» **EXERCISE MATERIALS**:

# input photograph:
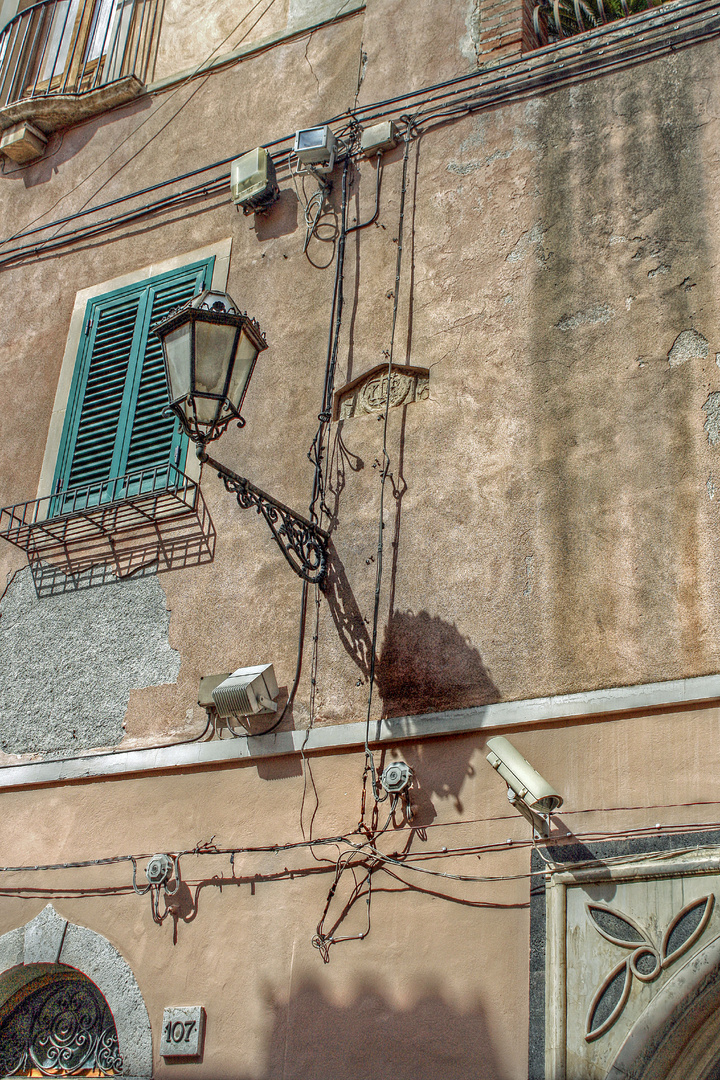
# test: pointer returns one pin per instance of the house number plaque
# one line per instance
(184, 1028)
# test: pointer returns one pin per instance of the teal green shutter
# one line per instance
(113, 424)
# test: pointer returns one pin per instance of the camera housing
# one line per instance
(521, 779)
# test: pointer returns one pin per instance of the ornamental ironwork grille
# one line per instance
(59, 1025)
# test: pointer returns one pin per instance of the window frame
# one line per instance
(75, 346)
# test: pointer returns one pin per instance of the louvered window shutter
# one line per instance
(116, 441)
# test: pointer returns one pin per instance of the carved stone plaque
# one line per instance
(368, 393)
(184, 1029)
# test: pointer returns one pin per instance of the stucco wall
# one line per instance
(554, 516)
(439, 985)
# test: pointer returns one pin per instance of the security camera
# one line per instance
(526, 788)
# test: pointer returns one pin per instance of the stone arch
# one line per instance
(678, 1035)
(50, 940)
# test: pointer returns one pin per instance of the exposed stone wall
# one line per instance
(68, 663)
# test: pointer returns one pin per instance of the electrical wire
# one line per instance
(544, 69)
(144, 122)
(296, 680)
(369, 757)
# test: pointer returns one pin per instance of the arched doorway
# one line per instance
(58, 1024)
(96, 982)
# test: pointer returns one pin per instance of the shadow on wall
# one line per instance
(425, 665)
(368, 1038)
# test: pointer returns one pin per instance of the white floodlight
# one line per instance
(315, 148)
(247, 691)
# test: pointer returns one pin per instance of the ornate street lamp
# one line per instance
(209, 348)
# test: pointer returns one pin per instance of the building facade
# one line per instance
(492, 382)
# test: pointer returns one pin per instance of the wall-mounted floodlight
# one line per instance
(378, 138)
(315, 149)
(527, 791)
(247, 691)
(253, 180)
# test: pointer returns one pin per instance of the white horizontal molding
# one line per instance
(503, 715)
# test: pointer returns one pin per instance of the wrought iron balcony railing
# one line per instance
(75, 46)
(553, 19)
(154, 517)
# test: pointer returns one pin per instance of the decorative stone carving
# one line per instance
(621, 935)
(648, 959)
(368, 393)
(51, 944)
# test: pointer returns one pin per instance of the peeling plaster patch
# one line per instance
(529, 574)
(528, 241)
(598, 313)
(68, 662)
(500, 156)
(463, 169)
(711, 406)
(689, 345)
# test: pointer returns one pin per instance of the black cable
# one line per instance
(369, 758)
(489, 77)
(316, 449)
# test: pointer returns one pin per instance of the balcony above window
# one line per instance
(66, 61)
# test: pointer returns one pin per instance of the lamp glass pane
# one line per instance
(213, 356)
(207, 409)
(244, 360)
(178, 345)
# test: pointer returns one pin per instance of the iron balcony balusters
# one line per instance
(73, 46)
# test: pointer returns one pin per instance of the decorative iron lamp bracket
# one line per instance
(302, 543)
(209, 349)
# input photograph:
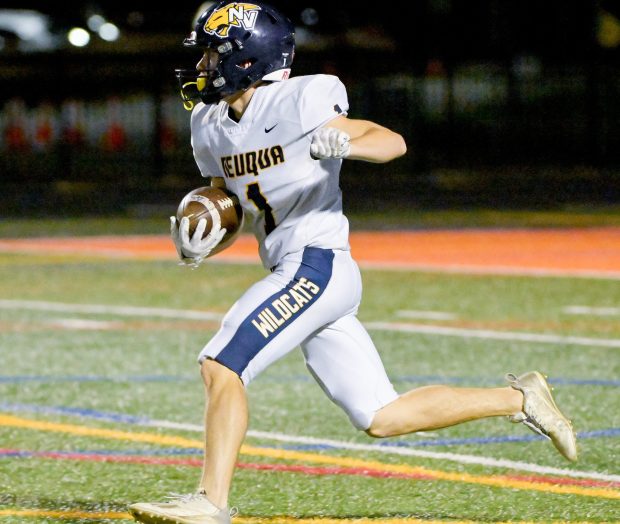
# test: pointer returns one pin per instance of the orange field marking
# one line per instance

» **EXERCISE**: Copy the material from the line containing "iron lamp bracket" through the end of the material, both included, and switch "photograph" to "image" while keeping everything else unchanged. Omit the pictures from the answer.

» **SOLUTION**:
# test: pointer returns one pin per instance of the decorative iron lamp bracket
# one line per instance
(302, 543)
(209, 349)
# input image:
# test: pointer returns one pin per instance of the orange field marking
# one line per instance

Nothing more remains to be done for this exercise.